**THE PROBLEM**
Take the listing and print it in full, exactly as given.
+++ PROVIDED RECORDS
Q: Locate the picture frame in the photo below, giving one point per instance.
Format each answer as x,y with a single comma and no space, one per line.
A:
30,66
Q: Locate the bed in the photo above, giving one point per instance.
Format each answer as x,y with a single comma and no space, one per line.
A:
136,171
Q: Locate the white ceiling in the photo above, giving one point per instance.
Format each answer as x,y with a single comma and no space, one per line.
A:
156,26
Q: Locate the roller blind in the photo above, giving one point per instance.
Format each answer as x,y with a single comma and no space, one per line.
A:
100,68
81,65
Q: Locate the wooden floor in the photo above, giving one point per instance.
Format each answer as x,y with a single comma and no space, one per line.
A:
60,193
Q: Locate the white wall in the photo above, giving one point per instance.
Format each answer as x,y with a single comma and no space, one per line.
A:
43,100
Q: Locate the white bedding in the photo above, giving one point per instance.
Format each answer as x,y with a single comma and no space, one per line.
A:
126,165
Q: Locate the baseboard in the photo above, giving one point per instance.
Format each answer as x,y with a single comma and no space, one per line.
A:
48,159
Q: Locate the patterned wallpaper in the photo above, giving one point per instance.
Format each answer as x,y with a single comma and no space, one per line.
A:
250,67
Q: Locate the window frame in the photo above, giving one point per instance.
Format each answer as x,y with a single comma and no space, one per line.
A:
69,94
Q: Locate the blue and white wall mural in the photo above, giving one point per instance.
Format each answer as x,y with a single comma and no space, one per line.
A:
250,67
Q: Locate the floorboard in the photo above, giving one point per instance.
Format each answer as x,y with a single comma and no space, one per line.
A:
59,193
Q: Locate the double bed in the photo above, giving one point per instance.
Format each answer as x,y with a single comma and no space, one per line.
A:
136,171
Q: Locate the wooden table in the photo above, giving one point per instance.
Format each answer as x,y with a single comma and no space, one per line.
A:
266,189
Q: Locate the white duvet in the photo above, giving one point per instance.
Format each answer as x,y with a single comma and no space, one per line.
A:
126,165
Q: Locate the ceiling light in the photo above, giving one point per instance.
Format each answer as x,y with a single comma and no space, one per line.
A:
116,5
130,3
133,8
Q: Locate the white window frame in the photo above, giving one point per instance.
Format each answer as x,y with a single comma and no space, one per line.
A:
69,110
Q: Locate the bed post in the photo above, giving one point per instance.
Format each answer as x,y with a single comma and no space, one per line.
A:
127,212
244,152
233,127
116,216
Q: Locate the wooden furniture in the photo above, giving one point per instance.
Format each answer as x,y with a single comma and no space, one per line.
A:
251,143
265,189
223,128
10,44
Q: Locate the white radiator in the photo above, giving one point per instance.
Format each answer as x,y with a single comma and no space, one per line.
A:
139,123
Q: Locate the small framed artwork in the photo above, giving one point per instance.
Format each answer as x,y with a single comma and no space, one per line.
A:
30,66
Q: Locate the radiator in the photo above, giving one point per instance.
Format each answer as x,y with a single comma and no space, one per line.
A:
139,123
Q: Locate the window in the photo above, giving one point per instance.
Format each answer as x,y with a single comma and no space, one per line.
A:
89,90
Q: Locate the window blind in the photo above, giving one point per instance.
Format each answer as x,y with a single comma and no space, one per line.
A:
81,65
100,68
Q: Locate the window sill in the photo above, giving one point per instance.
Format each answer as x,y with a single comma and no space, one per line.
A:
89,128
++++++
**RESPONSE TO THE EXERCISE**
Q: Locate the picture frame in the photo below, giving one point per instance.
Format each answer as x,y with a single comma and no space, one per line.
A:
30,66
Q: Locate the bed in the photo above, giving one point per instance.
Format each answer as x,y with a single comma and no space, one per line.
A:
136,171
Q: Locate the white ceiling in the photo above, giving one point per instance.
Format each answer as x,y with a single comma and no space, one per line.
A:
156,26
Q: Locate the roller blind in the photo above, giving one point per instance.
Format each answer as x,y with a single comma and no space, one per line.
A:
100,68
81,65
Q: Locate the wooden floor in the photo above, giving one point per instance.
Format each answer as x,y with a single comma and no space, one per line.
A:
60,193
Q: Locate the white wall in the photo above, giving one point per instance.
Format each answer as x,y with a single comma and no space, one per line.
A:
43,100
Q: Locate the white bedding in the photo above, giving one point per instance.
Format each answer as x,y with a single comma and no space, one per line.
A:
126,165
Q: Locate the baseboard in the photo above, giving one point per instance.
Format each answer as x,y with a single comma and no space, one per line.
A:
48,159
Q: Locate the patterned wallpaper in the photo above, giving one point per instance.
Format each answer as x,y with a single comma and no space, one per line.
A:
250,67
Q: Locate the window frame in the photo above, giving one point per instance.
Format each answer as x,y with a single comma and no space, one per line.
A:
69,94
Q: Locate the blue and white wall mural in the photo above, giving one point per instance.
Format each answer as x,y with a single comma and no space, one per line.
A:
250,67
Q: Locate the floorboard in the photo above, giving one point per instance.
Format each answer as x,y with a single comma and no space, one per line.
A:
59,193
Q: Locate the double bed in the photo above, giving one point per instance.
Format each answer as x,y with a single comma and no space, one per line.
A:
136,171
Q: Locate the wooden table in the photo above, giving one point per instance.
Format each answer as x,y with a single comma and no space, one per line.
A:
266,189
Q: Locate the white duvet in the photo above, giving one point per instance.
Format each answer as x,y with a single comma and no space, one per line.
A:
126,165
Q: Locate the ceiling light in the photo above, giving one point per instance.
Format each answer as x,y with a single comma and no space, one per line.
A:
116,5
130,3
133,8
Q: Locate the white window frame in the photo above, giving one point per instance.
Format each answer as x,y with a single comma and no space, one per line.
A:
69,110
Q: Locate the bed post in the photo above, giving one point per instance.
Format each answer as x,y with a single comma and no space, one per line.
A:
127,212
244,152
233,127
116,216
Q: Locate the wooden furniture in the photo above, giving one point per instance.
Format each answer as x,y with a single comma and no space, one per line.
A:
251,143
265,189
223,128
10,44
Q: Locate the white radiator in the photo above, giving one point per instance.
Format each answer as x,y with a single comma and no space, one per line.
A:
139,123
Q: Locate the small framed artwork in the photo above, giving one point per instance.
Format each answer as x,y with a single comma and no space, one per line.
A:
30,66
Q: Locate the radiator in the photo above, giving one point per instance.
Format each answer as x,y with a single comma and no space, one per line.
A:
139,123
Q: Locate the window in the photo above, giving one point per instance.
Format each answer as x,y with a single comma and no space, one per line.
A:
89,90
Q: Locate the window blind in the photo above, giving one point per instance.
Format each answer as x,y with a single comma and no space, one per line.
A:
81,65
100,68
Q: Locate the window sill in the photo above, giving one point per instance.
Format each answer as x,y with a single comma and no space, one per line.
A:
89,128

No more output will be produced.